Written request.
Retype all of the data. Every line must match exactly.

+++

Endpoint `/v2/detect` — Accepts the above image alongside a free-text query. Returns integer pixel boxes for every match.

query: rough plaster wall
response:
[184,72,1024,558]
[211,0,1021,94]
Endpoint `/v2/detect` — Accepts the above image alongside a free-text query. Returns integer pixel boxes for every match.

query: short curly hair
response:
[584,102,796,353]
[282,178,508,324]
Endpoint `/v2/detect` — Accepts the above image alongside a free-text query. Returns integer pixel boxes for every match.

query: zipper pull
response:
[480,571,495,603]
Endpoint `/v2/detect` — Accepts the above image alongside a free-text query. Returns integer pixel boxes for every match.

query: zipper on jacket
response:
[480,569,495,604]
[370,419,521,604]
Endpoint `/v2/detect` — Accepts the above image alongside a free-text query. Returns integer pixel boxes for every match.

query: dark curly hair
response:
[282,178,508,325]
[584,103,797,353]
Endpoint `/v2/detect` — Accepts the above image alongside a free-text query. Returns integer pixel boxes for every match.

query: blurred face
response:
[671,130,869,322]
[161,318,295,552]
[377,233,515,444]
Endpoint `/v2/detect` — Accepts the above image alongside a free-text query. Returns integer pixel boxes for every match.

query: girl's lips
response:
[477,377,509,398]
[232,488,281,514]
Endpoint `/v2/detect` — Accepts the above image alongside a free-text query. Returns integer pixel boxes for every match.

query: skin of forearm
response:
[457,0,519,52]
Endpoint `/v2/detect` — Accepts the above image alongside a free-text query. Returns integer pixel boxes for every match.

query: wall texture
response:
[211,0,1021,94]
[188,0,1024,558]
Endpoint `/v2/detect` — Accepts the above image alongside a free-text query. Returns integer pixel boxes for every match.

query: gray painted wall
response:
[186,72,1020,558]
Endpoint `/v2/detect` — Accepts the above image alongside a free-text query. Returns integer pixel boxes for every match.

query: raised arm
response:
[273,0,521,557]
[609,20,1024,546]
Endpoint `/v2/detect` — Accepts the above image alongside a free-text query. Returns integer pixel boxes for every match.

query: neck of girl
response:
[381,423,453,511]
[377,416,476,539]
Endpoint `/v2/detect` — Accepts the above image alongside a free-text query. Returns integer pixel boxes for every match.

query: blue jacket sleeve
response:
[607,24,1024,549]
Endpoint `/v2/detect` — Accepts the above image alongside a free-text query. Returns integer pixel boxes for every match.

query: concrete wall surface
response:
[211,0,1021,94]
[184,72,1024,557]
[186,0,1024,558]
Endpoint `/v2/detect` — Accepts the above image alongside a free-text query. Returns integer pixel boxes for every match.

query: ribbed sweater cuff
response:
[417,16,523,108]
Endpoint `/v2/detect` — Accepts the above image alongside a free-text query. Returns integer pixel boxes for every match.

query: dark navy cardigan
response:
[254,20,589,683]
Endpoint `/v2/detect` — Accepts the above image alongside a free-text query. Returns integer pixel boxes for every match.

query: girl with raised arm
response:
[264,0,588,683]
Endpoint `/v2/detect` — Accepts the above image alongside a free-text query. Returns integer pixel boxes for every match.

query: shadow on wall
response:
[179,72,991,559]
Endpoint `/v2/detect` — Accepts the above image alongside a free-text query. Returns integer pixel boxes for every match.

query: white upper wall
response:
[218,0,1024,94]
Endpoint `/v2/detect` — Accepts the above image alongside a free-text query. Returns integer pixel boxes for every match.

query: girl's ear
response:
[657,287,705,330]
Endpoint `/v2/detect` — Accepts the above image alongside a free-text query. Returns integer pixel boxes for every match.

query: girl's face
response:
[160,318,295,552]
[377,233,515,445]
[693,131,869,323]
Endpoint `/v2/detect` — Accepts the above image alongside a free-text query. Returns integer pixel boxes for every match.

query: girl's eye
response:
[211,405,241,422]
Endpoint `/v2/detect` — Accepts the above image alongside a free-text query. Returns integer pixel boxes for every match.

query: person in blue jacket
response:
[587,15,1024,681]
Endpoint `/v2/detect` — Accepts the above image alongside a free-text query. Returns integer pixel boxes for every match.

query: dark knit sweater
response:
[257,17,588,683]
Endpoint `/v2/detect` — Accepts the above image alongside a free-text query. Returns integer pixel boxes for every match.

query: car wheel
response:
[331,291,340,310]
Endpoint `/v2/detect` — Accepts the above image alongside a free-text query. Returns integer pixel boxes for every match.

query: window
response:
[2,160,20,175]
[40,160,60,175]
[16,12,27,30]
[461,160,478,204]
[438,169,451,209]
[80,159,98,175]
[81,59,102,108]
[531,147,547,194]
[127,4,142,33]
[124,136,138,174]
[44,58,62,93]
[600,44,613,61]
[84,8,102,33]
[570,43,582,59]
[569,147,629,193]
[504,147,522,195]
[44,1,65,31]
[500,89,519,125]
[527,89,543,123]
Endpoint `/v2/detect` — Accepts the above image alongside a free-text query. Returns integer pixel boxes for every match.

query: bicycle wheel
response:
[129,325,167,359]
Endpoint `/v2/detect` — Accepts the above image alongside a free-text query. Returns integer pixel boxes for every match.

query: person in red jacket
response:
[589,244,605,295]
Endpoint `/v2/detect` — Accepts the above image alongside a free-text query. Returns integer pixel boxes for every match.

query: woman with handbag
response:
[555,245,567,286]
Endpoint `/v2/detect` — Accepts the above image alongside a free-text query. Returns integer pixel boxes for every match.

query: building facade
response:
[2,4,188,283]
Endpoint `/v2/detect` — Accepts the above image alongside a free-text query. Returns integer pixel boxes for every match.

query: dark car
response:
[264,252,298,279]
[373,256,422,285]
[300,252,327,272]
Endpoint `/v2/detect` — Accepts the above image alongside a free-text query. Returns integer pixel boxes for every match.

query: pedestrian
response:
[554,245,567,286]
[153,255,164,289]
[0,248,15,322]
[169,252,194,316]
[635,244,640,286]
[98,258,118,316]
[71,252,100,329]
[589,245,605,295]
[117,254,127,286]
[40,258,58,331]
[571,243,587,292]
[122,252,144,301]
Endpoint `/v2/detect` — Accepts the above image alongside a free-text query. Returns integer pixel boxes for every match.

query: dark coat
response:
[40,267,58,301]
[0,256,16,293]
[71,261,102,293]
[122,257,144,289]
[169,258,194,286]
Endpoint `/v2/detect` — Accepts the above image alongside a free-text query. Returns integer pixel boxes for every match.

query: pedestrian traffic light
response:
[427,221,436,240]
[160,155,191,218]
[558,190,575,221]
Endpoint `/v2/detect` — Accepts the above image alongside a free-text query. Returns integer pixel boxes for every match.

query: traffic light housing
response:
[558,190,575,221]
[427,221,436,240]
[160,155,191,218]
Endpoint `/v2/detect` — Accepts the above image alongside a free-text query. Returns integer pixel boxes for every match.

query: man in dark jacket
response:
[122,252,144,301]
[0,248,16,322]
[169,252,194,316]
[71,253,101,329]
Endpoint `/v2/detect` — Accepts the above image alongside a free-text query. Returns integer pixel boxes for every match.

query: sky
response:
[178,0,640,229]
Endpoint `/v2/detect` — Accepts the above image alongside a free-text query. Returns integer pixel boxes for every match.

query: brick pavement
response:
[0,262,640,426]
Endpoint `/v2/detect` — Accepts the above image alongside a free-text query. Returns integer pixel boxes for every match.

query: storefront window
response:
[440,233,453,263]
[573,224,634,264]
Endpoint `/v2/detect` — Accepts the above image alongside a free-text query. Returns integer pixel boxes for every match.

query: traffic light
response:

+++

In response.
Endpoint `/v2/detect` — Accepts the above image alongside a free-text query. Returns integer pixel boxes for every match.

query: rough plaster wall
response:
[184,72,1024,558]
[211,0,1021,94]
Endpoint `/v2/detect` — Accepts the above image alongside a free-text query. Returns integer pixel boxes for every match.

query: short curly hair
response:
[584,102,796,353]
[282,178,508,324]
Endpoint `/v2/detect` — Accepts the above image alongside a free-text query. Returns integer pixel boxes for every match.

query: zipper pull
response:
[480,571,495,603]
Endpoint `/v2/detect` — Accepts the above image alongside a free-text query. Returns integer pixel boxes for every match.

query: zipper on jacket
response:
[480,569,495,604]
[370,419,521,604]
Endpoint `/v2/detect` — Accepts the above image alongside a free-text query. Returns integer pixel boxes for every match.

query: dark curly hair
response:
[282,178,508,325]
[584,103,797,353]
Endpoint `/v2/detect` — Accepts the above image alongside a free-text query. Returns integer pixel boxes for every match.

query: blurred face
response:
[671,130,869,322]
[161,318,295,552]
[377,233,515,444]
Endpoint `/v2/detect` — Accepts the above image alongside a free-text query. Returns integer pixel boxes for every match.

query: girl's lips
response:
[477,377,509,398]
[232,488,281,514]
Endpoint `/v2/detect` — Accepts the above image alongside a free-text query. Returns integer pixel boxes for every match.

query: skin of forearm
response:
[457,0,519,52]
Endpoint `/v2/detect` — Accepts the above image alongside a free-text query. Returns integer pixel boxes for every match.

query: wall texture
response:
[211,0,1021,94]
[188,0,1024,558]
Endpoint `/v2/detect` — Accepts the above image alongside a free-text query. Returns integer pixel boxes for every match.

query: gray painted wall
response:
[186,72,1020,558]
Endpoint `/v2/detect` — Accepts the above image alongside a free-text query. Returns integer pixel boxes for every match.

query: raised arm
response:
[273,0,521,557]
[609,20,1024,546]
Endpoint `/v2/detect` — Accepts the above image alongside a free-text query. Returns integer pixel boxes for every match.

query: neck of girl
response:
[381,423,453,511]
[377,416,476,539]
Endpoint `/v2/detect` — Accepts the above image alongside a free-text query. Returns integer pixel boxes for every match.

query: blue jacket sleeve
response:
[607,24,1024,549]
Endpoint `/v2/detect` — Accepts the above image alongside a free-text query. Returns integer pixel boxes for every match.

query: concrete wall surface
response:
[211,0,1021,94]
[184,72,1024,557]
[186,0,1024,558]
Endpoint `/v2/detect` — Accepts the above image alongside a free-text query. Returns integer pixel boxes for every match.

query: ribbed sweater cuff
response:
[417,16,523,108]
Endpoint `/v2/detect` — Accepts the above image alongside a free-text query. Returns integer pixel boxes for every match.

query: dark navy cardigan
response:
[254,20,589,683]
Endpoint `/v2/detect` — Accepts the above image alongside a free-text query. Returns integer pixel boxes for every match.

query: girl with raised arm
response:
[264,0,588,683]
Endpoint `/v2/detect` — Accepts the above image alongside a free-text query. Returns integer pixel boxes for every match.

query: shadow on wall
response:
[179,72,991,559]
Endpoint `/v2/detect` — Accepts the above image alongside a free-text query. Returns integer pixel boxes for every match.

query: white upper wall
response:
[218,0,1024,94]
Endpoint `/v2/detect` — Accepts the above image alongside a free-text query. Returns integer pixel boxes for every match.

query: girl's ear
response:
[657,287,705,330]
Endpoint `/v2/detect` — Accepts the above image alongside a free-text query. Returns integer pixel boxes for every match.

query: girl's face
response:
[160,318,295,552]
[377,233,515,445]
[693,131,869,323]
Endpoint `/v2/detect` — Accepts the above image alongside a free-text query. Returns integer pixel boxes for every match.

query: girl's eye
response:
[211,405,241,422]
Endpoint `/v2/detect` — Accepts the above image alongside a free-text query. Returns integer pixel boxes for every match.

query: person in blue jacket
response:
[587,15,1024,681]
Endpoint `/v2/detect` — Accepts the above image alongside a free-text query. Returns integer pixel boxes for every match.

query: dark knit sweater
response:
[257,17,588,683]
Endpoint `/v2/detect` — Accepts the above image alongside a free-text query. Returns integer pixel boxes for every match.

query: car wheel
response:
[331,291,340,310]
Endpoint `/v2/detect` — Accepts the above image alongside a free-text query. Returns integer pixel boxes for every match.

query: window
response:
[2,160,20,175]
[40,160,60,175]
[16,12,27,30]
[461,160,478,204]
[438,169,451,209]
[80,159,98,175]
[81,59,102,108]
[531,147,547,194]
[127,4,142,33]
[124,136,138,174]
[44,58,62,93]
[600,44,613,61]
[84,8,102,33]
[570,43,582,59]
[569,147,629,193]
[504,147,522,195]
[44,1,65,31]
[500,89,519,125]
[527,89,543,123]
Endpoint `/v2/detect` — Accepts the above image alongside a free-text query. Returns integer pixel boxes for every match.

query: bicycle wheel
response:
[129,325,167,359]
Endpoint `/v2/detect` — Accepts the above image alongside a free-text query. Returns integer pixel boxes for every match.

query: person in red jacket
response:
[589,244,605,295]
Endpoint `/v2/detect` — Accepts the above image alongside a free-text query. Returns integer pixel boxes for every match.

query: woman with handbag
response:
[555,245,567,286]
Endpoint `/v2/detect` — Accepts the above image alongside a free-text query. Returns integer pixel boxes for every match.

query: building facade
response:
[2,4,188,283]
Endpoint `/v2/detect` — Accepts the above image alongside a free-text query. Returns integer pixel boxes for every match.

query: dark car
response:
[264,252,298,279]
[373,256,422,285]
[300,252,327,272]
Endpoint `/v2/detect` — Accepts the above image alongside a free-text query. Returns integer pixel boxes for every match.

query: pedestrian
response:
[554,245,567,286]
[153,255,164,289]
[0,248,15,322]
[169,252,194,316]
[635,244,640,286]
[98,258,118,316]
[71,252,100,329]
[589,245,605,295]
[117,254,127,286]
[40,258,58,331]
[571,243,587,292]
[122,252,144,301]
Endpoint `/v2/detect` — Accepts the above image alongside a free-text query. Returns integer pixel boxes for every match.

query: dark coat
response:
[40,267,58,301]
[0,256,16,293]
[71,261,102,293]
[122,257,144,289]
[169,258,194,286]
Endpoint `/v2/detect` — Accepts the above image alongside a free-text query. Returns integer pixel boxes for every match.

query: pedestrian traffic light
response:
[427,221,436,240]
[160,155,191,218]
[558,190,575,221]
Endpoint `/v2/detect` — Accepts the above image alongside a free-text query. Returns integer pixel boxes for every match.

query: traffic light housing
response:
[558,190,575,221]
[427,221,436,240]
[160,155,191,218]
Endpoint `/v2/detect` — Accepts the above image alongside a free-text query. Returns integer pixel boxes for every match.

query: man in dark jacket
response:
[122,252,144,301]
[0,248,16,322]
[169,252,194,316]
[71,253,101,329]
Endpoint `/v2/detect` — Accepts the above image alongside a free-text query. Returns integer pixel boxes for every match.

query: sky
response:
[178,0,640,229]
Endpoint `/v2/detect` — Accepts the above image alongside a free-text query. Returns integer pixel boxes for every match.

query: brick pavement
response:
[0,262,640,426]
Endpoint `/v2/detect` — Accepts the above image alongside a free-text query. Returns integer pixel boxes for every match.

query: storefront window
response:
[440,233,453,263]
[573,224,634,264]
Endpoint `/v2/detect` — Accepts the above image alongside a free-text query. Returns integer pixel boxes for every match.

query: traffic light
response:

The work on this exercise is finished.